- _Brief 1_:
From the competition data standard page, list every field the standard defines for each competition.
- _Brief 2_:
According to the competition data standard page, what values can the winner field take?

- _Text to read_:
········

The Competition Data Standard

Note: This is an experimental feature.

The data standard

The IRW competition data standard is meant to describe data derived from pairwise comparisons or competitions. Such data are widely analyzed using Elo or Bradley-Luce-Terry approaches; more information about these approaches is available here. The key distinction between these data and the conventional IRW data is that there are not id and item identifiers here but rather identifers of the two agents that are involved in a given competition.

  • agent_a name/id of first competitor
  • agent_b name/id of second competitor
  • date Time of the data point in UNIX format.
  • homefield Indicator of agent that had advantage based on game features (e.g., where game was played, who played first, etc).
  • score_a Score of agent_a.
  • score_b Score of agent_b.
  • winner Winner of the competition (typically based on a comparison of scores). Values will be agent_a, agent_b or draw.

Additional information that may be predictive of the outcome can be included as additional columns.

Accessing the competition data

The competitions data can be accessed from both the R and Python irw packages:

Code
# Install and load the package with `devtools::install_github("itemresponsewarehouse/Rpkg")`
library(irw)

# View available competition data
irw_list_tables(source="comp")

# Fetch competition data
df <- irw_fetch("collegefb_2021and2022", source="comp")
head(df)
Code
# Install package with `pip install "git+https://github.com/itemresponsewarehouse/Python-pkg.git"`
import irw

# View available competition data
irw.list_tables(source="comp")

# Fetch competition data
df = irw.fetch("collegefb_2021and2022", source="comp")
head(df)

Documentation related to the tables (including table names as with collegefb_2021and2022) can be found here.

An example

Here is a first example wherein we fit an Elo model to data from the NFL.

Code
library(elo)
library(BradleyTerry2)

# Fetch and prepare data
df <- irw::irw_fetch("nfl_2010-2019", source = 'comp')
df <- df[order(df$date), ]

# ===== Elo ANALYSIS =====
er <- elo.run(score(score_a, score_b) ~ agent_a + agent_b, 
              data = df, k = 20)

# Convert Elo results to long format
elo_results <- as.data.frame(er)
elo_long <- lapply(seq_len(nrow(elo_results)), function(i) {
  data.frame(
    team = c(elo_results$team.A[i], elo_results$team.B[i]),
    elo = c(elo_results$elo.A[i], elo_results$elo.B[i]),
    date = df$date[i]
  )
})
elo_long <- do.call(rbind, elo_long)

# Convert dates to years with decimal (e.g., 2015.5 for mid-2015)
elo_long$year <- elo_long$date/(365*24*60*60)


elo_by_team <- split(elo_long, elo_long$team)

# ===== BRADLEY-TERRY ANALYSIS =====
# Create season variable based on date gaps
date_diff <- diff(df$date)
df$season <- c(0, cumsum(date_diff > 1e7)) + 2010

# Prepare data for BT model
df_bt <- df[df$winner != 'draw', ]
df_bt$win <- as.numeric(df_bt$winner == 'agent_a')

········

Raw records
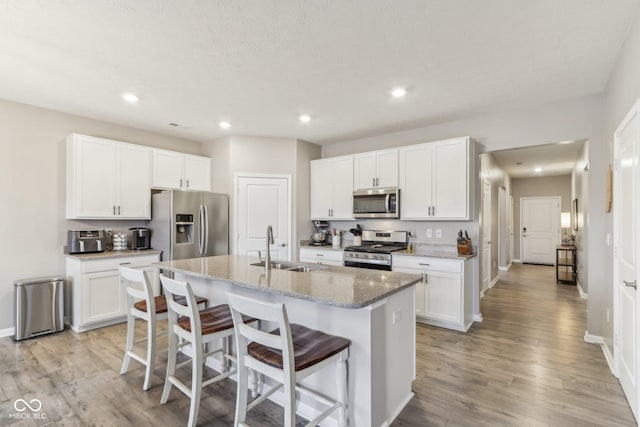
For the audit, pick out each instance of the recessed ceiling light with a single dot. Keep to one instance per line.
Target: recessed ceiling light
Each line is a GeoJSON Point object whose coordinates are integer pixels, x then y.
{"type": "Point", "coordinates": [399, 92]}
{"type": "Point", "coordinates": [129, 97]}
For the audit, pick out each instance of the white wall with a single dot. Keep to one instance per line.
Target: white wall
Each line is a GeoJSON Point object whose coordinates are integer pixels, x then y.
{"type": "Point", "coordinates": [621, 92]}
{"type": "Point", "coordinates": [576, 119]}
{"type": "Point", "coordinates": [262, 155]}
{"type": "Point", "coordinates": [32, 185]}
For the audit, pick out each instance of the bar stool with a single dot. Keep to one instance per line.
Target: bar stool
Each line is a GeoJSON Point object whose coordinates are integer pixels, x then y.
{"type": "Point", "coordinates": [141, 304]}
{"type": "Point", "coordinates": [197, 328]}
{"type": "Point", "coordinates": [287, 354]}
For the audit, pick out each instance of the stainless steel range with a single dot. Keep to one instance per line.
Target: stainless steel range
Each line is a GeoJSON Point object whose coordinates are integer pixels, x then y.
{"type": "Point", "coordinates": [375, 251]}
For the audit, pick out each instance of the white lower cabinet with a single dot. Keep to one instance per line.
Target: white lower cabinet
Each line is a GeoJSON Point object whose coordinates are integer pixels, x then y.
{"type": "Point", "coordinates": [322, 256]}
{"type": "Point", "coordinates": [95, 295]}
{"type": "Point", "coordinates": [444, 297]}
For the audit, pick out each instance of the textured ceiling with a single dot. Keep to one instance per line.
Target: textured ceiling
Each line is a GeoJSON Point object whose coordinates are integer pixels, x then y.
{"type": "Point", "coordinates": [554, 159]}
{"type": "Point", "coordinates": [259, 64]}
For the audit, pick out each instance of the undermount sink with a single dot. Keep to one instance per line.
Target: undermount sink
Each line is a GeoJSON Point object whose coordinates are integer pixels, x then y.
{"type": "Point", "coordinates": [289, 266]}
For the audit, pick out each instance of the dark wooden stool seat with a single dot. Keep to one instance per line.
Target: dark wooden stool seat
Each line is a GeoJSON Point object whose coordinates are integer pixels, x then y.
{"type": "Point", "coordinates": [161, 303]}
{"type": "Point", "coordinates": [309, 347]}
{"type": "Point", "coordinates": [213, 319]}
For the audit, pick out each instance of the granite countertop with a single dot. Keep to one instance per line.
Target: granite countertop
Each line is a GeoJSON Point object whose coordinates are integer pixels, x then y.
{"type": "Point", "coordinates": [346, 287]}
{"type": "Point", "coordinates": [113, 254]}
{"type": "Point", "coordinates": [434, 253]}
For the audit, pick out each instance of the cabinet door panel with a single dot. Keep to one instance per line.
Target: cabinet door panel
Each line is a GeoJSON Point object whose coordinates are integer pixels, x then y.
{"type": "Point", "coordinates": [321, 189]}
{"type": "Point", "coordinates": [450, 167]}
{"type": "Point", "coordinates": [134, 184]}
{"type": "Point", "coordinates": [197, 173]}
{"type": "Point", "coordinates": [103, 296]}
{"type": "Point", "coordinates": [365, 170]}
{"type": "Point", "coordinates": [95, 164]}
{"type": "Point", "coordinates": [167, 169]}
{"type": "Point", "coordinates": [387, 169]}
{"type": "Point", "coordinates": [415, 182]}
{"type": "Point", "coordinates": [443, 296]}
{"type": "Point", "coordinates": [342, 188]}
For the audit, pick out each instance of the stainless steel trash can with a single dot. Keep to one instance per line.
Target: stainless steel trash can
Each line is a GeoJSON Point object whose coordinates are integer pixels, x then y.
{"type": "Point", "coordinates": [39, 306]}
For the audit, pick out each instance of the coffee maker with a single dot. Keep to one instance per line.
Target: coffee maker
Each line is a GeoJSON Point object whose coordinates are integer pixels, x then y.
{"type": "Point", "coordinates": [140, 238]}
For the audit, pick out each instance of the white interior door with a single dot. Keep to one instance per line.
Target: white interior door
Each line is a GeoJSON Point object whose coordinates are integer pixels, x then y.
{"type": "Point", "coordinates": [262, 201]}
{"type": "Point", "coordinates": [540, 221]}
{"type": "Point", "coordinates": [627, 141]}
{"type": "Point", "coordinates": [486, 234]}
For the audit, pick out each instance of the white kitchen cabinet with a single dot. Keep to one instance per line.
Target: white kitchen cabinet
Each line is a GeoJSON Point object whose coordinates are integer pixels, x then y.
{"type": "Point", "coordinates": [107, 179]}
{"type": "Point", "coordinates": [436, 180]}
{"type": "Point", "coordinates": [322, 256]}
{"type": "Point", "coordinates": [332, 188]}
{"type": "Point", "coordinates": [376, 169]}
{"type": "Point", "coordinates": [444, 297]}
{"type": "Point", "coordinates": [95, 295]}
{"type": "Point", "coordinates": [180, 171]}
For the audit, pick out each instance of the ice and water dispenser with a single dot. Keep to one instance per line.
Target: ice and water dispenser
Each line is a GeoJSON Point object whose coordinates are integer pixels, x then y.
{"type": "Point", "coordinates": [184, 228]}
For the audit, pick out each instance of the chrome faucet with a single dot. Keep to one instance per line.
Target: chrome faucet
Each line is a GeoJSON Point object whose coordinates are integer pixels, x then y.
{"type": "Point", "coordinates": [270, 241]}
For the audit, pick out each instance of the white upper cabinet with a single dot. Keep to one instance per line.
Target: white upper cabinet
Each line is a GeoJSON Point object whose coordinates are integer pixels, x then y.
{"type": "Point", "coordinates": [181, 171]}
{"type": "Point", "coordinates": [107, 179]}
{"type": "Point", "coordinates": [435, 180]}
{"type": "Point", "coordinates": [376, 169]}
{"type": "Point", "coordinates": [332, 188]}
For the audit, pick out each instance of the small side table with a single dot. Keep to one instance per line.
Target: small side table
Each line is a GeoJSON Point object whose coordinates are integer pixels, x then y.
{"type": "Point", "coordinates": [566, 264]}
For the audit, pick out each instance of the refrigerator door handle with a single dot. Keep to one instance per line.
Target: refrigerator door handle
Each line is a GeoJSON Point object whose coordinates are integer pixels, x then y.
{"type": "Point", "coordinates": [201, 231]}
{"type": "Point", "coordinates": [206, 231]}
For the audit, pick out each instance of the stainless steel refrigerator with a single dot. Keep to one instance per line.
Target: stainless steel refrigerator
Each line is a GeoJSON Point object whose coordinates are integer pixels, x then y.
{"type": "Point", "coordinates": [189, 224]}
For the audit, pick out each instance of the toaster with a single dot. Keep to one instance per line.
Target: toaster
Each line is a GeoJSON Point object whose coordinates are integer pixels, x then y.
{"type": "Point", "coordinates": [85, 241]}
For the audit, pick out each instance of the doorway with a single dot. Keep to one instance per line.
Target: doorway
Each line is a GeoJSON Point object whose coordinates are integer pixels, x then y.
{"type": "Point", "coordinates": [540, 228]}
{"type": "Point", "coordinates": [262, 200]}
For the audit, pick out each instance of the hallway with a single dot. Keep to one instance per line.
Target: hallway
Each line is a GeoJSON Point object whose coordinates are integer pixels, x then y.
{"type": "Point", "coordinates": [525, 364]}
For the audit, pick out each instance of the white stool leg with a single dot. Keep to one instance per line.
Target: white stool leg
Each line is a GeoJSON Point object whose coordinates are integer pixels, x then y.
{"type": "Point", "coordinates": [241, 395]}
{"type": "Point", "coordinates": [151, 351]}
{"type": "Point", "coordinates": [171, 365]}
{"type": "Point", "coordinates": [342, 381]}
{"type": "Point", "coordinates": [196, 384]}
{"type": "Point", "coordinates": [131, 330]}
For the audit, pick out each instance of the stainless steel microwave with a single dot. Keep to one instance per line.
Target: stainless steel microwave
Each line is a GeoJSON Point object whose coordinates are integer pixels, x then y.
{"type": "Point", "coordinates": [376, 203]}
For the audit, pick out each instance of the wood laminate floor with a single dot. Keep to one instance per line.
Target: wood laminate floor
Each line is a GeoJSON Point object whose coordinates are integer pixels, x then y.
{"type": "Point", "coordinates": [526, 364]}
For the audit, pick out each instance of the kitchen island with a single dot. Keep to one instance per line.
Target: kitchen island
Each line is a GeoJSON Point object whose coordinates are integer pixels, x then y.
{"type": "Point", "coordinates": [374, 309]}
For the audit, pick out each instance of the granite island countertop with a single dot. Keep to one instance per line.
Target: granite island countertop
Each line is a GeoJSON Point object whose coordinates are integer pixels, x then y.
{"type": "Point", "coordinates": [346, 287]}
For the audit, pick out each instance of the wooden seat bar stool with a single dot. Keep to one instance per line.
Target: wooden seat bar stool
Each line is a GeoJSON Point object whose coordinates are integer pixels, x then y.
{"type": "Point", "coordinates": [287, 354]}
{"type": "Point", "coordinates": [141, 304]}
{"type": "Point", "coordinates": [197, 328]}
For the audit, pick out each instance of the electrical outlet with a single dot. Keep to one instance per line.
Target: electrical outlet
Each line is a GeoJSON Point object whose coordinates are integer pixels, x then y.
{"type": "Point", "coordinates": [397, 315]}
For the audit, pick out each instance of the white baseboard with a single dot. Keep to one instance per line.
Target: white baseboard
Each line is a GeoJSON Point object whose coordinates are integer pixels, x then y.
{"type": "Point", "coordinates": [9, 332]}
{"type": "Point", "coordinates": [494, 281]}
{"type": "Point", "coordinates": [582, 293]}
{"type": "Point", "coordinates": [596, 339]}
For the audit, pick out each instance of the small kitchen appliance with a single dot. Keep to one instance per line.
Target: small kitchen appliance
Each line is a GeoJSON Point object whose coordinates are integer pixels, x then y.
{"type": "Point", "coordinates": [375, 250]}
{"type": "Point", "coordinates": [319, 238]}
{"type": "Point", "coordinates": [140, 238]}
{"type": "Point", "coordinates": [85, 241]}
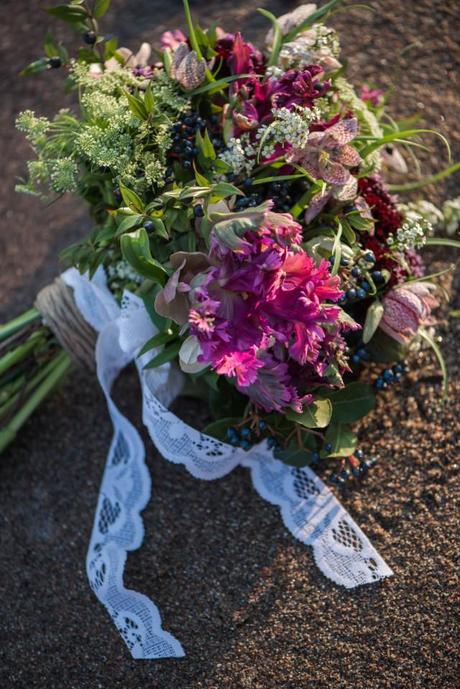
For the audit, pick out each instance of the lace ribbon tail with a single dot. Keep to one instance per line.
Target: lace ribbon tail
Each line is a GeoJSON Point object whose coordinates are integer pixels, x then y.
{"type": "Point", "coordinates": [315, 517]}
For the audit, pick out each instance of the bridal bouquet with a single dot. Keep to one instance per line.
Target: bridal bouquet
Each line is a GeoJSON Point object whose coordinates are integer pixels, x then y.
{"type": "Point", "coordinates": [239, 194]}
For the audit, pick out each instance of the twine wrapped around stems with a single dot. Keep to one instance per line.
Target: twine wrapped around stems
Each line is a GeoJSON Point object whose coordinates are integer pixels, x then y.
{"type": "Point", "coordinates": [60, 313]}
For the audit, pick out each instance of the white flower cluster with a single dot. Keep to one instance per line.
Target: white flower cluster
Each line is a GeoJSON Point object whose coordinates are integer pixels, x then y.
{"type": "Point", "coordinates": [123, 272]}
{"type": "Point", "coordinates": [451, 213]}
{"type": "Point", "coordinates": [32, 126]}
{"type": "Point", "coordinates": [426, 209]}
{"type": "Point", "coordinates": [288, 127]}
{"type": "Point", "coordinates": [413, 232]}
{"type": "Point", "coordinates": [240, 154]}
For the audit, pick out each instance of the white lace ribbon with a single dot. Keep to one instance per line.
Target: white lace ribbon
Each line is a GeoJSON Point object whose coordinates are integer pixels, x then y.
{"type": "Point", "coordinates": [308, 508]}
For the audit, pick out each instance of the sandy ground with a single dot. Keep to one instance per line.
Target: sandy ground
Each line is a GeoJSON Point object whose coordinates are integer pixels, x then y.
{"type": "Point", "coordinates": [248, 603]}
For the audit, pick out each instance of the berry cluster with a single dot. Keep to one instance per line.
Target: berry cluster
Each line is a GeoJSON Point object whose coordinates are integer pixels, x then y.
{"type": "Point", "coordinates": [357, 276]}
{"type": "Point", "coordinates": [184, 131]}
{"type": "Point", "coordinates": [389, 376]}
{"type": "Point", "coordinates": [244, 437]}
{"type": "Point", "coordinates": [358, 467]}
{"type": "Point", "coordinates": [278, 192]}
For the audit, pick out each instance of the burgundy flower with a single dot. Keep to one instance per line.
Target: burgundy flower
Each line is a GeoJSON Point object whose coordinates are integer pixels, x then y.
{"type": "Point", "coordinates": [299, 87]}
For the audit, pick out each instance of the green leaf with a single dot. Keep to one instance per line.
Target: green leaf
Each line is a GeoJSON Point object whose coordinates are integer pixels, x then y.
{"type": "Point", "coordinates": [352, 402]}
{"type": "Point", "coordinates": [135, 247]}
{"type": "Point", "coordinates": [128, 223]}
{"type": "Point", "coordinates": [316, 415]}
{"type": "Point", "coordinates": [442, 241]}
{"type": "Point", "coordinates": [157, 340]}
{"type": "Point", "coordinates": [342, 439]}
{"type": "Point", "coordinates": [218, 429]}
{"type": "Point", "coordinates": [101, 7]}
{"type": "Point", "coordinates": [136, 106]}
{"type": "Point", "coordinates": [131, 199]}
{"type": "Point", "coordinates": [149, 100]}
{"type": "Point", "coordinates": [312, 19]}
{"type": "Point", "coordinates": [373, 317]}
{"type": "Point", "coordinates": [170, 352]}
{"type": "Point", "coordinates": [208, 148]}
{"type": "Point", "coordinates": [35, 67]}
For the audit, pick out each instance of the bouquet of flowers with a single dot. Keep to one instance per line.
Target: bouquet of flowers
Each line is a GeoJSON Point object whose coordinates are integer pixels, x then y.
{"type": "Point", "coordinates": [242, 220]}
{"type": "Point", "coordinates": [240, 192]}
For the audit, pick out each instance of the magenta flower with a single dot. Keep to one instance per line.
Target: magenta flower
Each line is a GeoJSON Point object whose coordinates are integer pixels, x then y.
{"type": "Point", "coordinates": [372, 96]}
{"type": "Point", "coordinates": [328, 154]}
{"type": "Point", "coordinates": [406, 309]}
{"type": "Point", "coordinates": [263, 312]}
{"type": "Point", "coordinates": [172, 39]}
{"type": "Point", "coordinates": [299, 87]}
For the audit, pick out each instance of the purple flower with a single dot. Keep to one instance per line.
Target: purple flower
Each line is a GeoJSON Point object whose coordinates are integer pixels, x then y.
{"type": "Point", "coordinates": [328, 154]}
{"type": "Point", "coordinates": [262, 311]}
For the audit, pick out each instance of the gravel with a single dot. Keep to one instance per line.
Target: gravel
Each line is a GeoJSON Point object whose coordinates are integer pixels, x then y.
{"type": "Point", "coordinates": [246, 601]}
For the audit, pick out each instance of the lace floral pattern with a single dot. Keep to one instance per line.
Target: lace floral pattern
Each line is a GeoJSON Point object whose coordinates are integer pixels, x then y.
{"type": "Point", "coordinates": [308, 508]}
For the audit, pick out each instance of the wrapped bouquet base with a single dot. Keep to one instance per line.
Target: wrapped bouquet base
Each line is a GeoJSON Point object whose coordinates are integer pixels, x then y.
{"type": "Point", "coordinates": [308, 508]}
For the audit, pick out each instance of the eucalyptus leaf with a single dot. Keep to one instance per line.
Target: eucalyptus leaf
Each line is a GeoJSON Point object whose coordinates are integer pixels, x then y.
{"type": "Point", "coordinates": [316, 415]}
{"type": "Point", "coordinates": [373, 317]}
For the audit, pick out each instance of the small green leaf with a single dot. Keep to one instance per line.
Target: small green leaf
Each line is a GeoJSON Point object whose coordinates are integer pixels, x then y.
{"type": "Point", "coordinates": [373, 317]}
{"type": "Point", "coordinates": [352, 402]}
{"type": "Point", "coordinates": [101, 7]}
{"type": "Point", "coordinates": [35, 67]}
{"type": "Point", "coordinates": [135, 247]}
{"type": "Point", "coordinates": [208, 147]}
{"type": "Point", "coordinates": [342, 439]}
{"type": "Point", "coordinates": [128, 223]}
{"type": "Point", "coordinates": [442, 241]}
{"type": "Point", "coordinates": [170, 352]}
{"type": "Point", "coordinates": [149, 100]}
{"type": "Point", "coordinates": [131, 199]}
{"type": "Point", "coordinates": [157, 340]}
{"type": "Point", "coordinates": [136, 106]}
{"type": "Point", "coordinates": [316, 415]}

········

- _Correct response 1_:
agent_a, agent_b, date, homefield, score_a, score_b, winner

- _Correct response 2_:
agent_a, agent_b, or draw.